Selected excerpt
# # # # # # #
Lap four and Dovizioso sets the fastest lap of the race. By now, Stoner has dropped another two places and is fifteenth, behind Chris Vermeulen. Rossi is now right behind Eliás, stalking him for a few corners and then passing him for fourth spot at the Old Hairpin. Pedrosa has opened up a gap to Rossi, who was held up by Elías. Toseland is also being shadowed by Melandri and de Puniet at the exit of Coppice but neither makes a move at Starkey's Straight. Toseland now has created a train of four riders whom he is holding up, consisting of Melandri, de Puniet, de Angelis and Loris Capirossi.

On lap five, Lorenzo takes over at the front thanks to a dive down Dovizioso's inside at Redgate. Stoner has lost another position on the previous lap, being overtaken by Gábor Talmácsi and now lingering at the bottom in sixteenth position, only ahead of his teammate - also on rain tyres - which is Nicky Hayden.

Lap six and Pedrosa makes a move on teammate Dovizioso, going up his inside to pass him at Redgate and promote him up to second. Elías in fifth now has a gap of +1.707 seconds over sixth place Toseland. Lorenzo has opened up a gap to Pedrosa, who himself is now coming under pressure from Dovizioso, Rossi and Elías - who has closed the gap to the Italian.

On lap seven, Lorenzo is in the lead with Pedrosa chasing him. Elías is now losing ground to Rossi but still has a gap of +2.996 seconds back to de Puniet, who has passed Toseland for sixth. All the teams are warming up their second bikes, with the Ducati Marlboro Team preparing theirs with slick tyres whilst everyone else is preparing them with rain tyres. At the Old Hairpin, both Dovizioso and Rossi lunge past the inside of Pedrosa, demoting him from second to fourth in one corner. Elías has caught right up to the back of Pedrosa at Starkey's Bridge, stalking him but not making a move for now. Rossi then makes a pass on Dovizioso for second at the end of Starkey's Straight, entering The Esses ahead of him.
# # # # # # #
Complete the following
1. In the race report, on which lap does Lorenzo take over at the front?
2. Summarize the race report in two sentences.
3. Quote the race report, starting at the words "Lap six and" and ending after "to the Italian.".
# # # # # # #
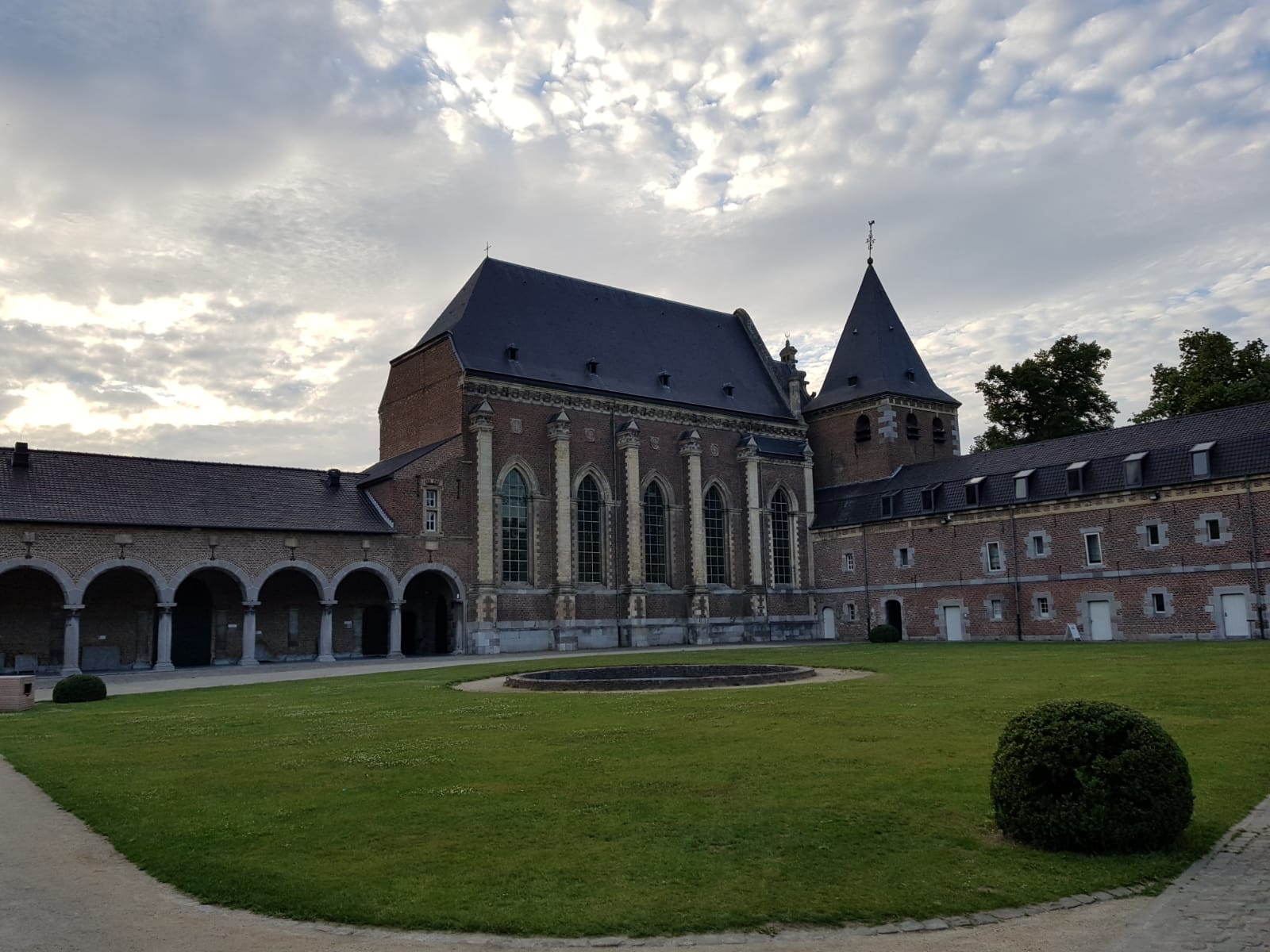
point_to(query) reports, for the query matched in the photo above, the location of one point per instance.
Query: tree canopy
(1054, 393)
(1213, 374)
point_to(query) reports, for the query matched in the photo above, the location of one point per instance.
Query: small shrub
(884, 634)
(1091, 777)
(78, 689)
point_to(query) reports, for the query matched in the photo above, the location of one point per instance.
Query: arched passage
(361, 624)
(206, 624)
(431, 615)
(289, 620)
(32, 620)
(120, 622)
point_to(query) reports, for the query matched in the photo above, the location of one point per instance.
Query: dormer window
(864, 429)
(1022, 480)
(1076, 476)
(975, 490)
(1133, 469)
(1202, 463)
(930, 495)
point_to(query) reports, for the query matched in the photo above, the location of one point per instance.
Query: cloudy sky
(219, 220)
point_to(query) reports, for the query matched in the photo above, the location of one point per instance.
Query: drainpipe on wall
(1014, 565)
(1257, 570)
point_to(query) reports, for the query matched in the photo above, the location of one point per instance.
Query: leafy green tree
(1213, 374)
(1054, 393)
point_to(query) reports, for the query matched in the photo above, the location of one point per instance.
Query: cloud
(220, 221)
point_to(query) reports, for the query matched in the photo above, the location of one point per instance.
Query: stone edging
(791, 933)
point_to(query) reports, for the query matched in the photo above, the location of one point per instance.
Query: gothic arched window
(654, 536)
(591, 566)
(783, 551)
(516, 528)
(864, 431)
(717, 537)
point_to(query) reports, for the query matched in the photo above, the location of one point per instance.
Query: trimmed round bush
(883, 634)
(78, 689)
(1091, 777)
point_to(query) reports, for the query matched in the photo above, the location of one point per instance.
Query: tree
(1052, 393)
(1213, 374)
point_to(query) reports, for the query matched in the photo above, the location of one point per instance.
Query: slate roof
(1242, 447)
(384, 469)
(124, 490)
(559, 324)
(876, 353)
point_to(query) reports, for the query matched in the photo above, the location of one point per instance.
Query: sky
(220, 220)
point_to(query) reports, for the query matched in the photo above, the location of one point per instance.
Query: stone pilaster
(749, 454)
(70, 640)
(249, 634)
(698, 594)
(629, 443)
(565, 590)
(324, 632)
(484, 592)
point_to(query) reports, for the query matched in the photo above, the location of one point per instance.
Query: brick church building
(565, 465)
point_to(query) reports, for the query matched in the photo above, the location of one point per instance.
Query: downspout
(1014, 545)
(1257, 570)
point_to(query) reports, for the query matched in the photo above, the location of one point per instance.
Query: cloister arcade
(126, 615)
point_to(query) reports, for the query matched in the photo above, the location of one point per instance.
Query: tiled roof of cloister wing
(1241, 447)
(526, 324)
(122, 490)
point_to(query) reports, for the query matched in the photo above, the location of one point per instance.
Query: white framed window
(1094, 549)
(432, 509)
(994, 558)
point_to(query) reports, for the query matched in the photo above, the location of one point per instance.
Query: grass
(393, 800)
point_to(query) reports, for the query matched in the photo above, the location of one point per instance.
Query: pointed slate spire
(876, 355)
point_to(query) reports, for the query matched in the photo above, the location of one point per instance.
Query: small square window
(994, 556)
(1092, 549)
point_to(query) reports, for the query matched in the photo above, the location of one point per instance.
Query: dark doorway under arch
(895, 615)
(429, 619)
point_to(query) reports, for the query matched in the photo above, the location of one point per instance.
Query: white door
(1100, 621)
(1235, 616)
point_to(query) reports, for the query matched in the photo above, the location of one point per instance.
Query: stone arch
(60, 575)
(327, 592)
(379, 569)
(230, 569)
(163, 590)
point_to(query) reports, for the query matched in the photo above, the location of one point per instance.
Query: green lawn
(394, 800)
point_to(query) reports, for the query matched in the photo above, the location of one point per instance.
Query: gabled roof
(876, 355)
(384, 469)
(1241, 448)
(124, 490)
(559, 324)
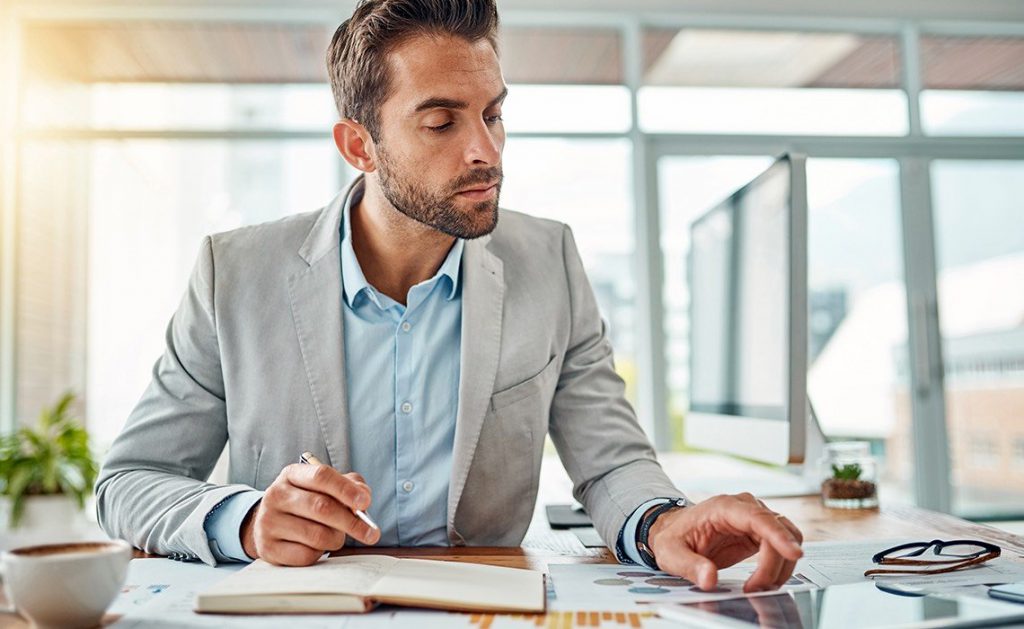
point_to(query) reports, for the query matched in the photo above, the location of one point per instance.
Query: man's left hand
# # # # # # #
Results of the exercise
1. Lap five.

2. Over laps four to seven, Stoner keeps losing places and falls to sixteenth, while Lorenzo takes the lead on lap five by diving inside Dovizioso at Redgate and holds it with Pedrosa chasing. On lap seven, Dovizioso and Rossi both pass Pedrosa at the Old Hairpin, Rossi then takes second from Dovizioso, and all the teams warm up their second bikes.

3.
Lap six and Pedrosa makes a move on teammate Dovizioso, going up his inside to pass him at Redgate and promote him up to second. Elías in fifth now has a gap of +1.707 seconds over sixth place Toseland. Lorenzo has opened up a gap to Pedrosa, who himself is now coming under pressure from Dovizioso, Rossi and Elías - who has closed the gap to the Italian.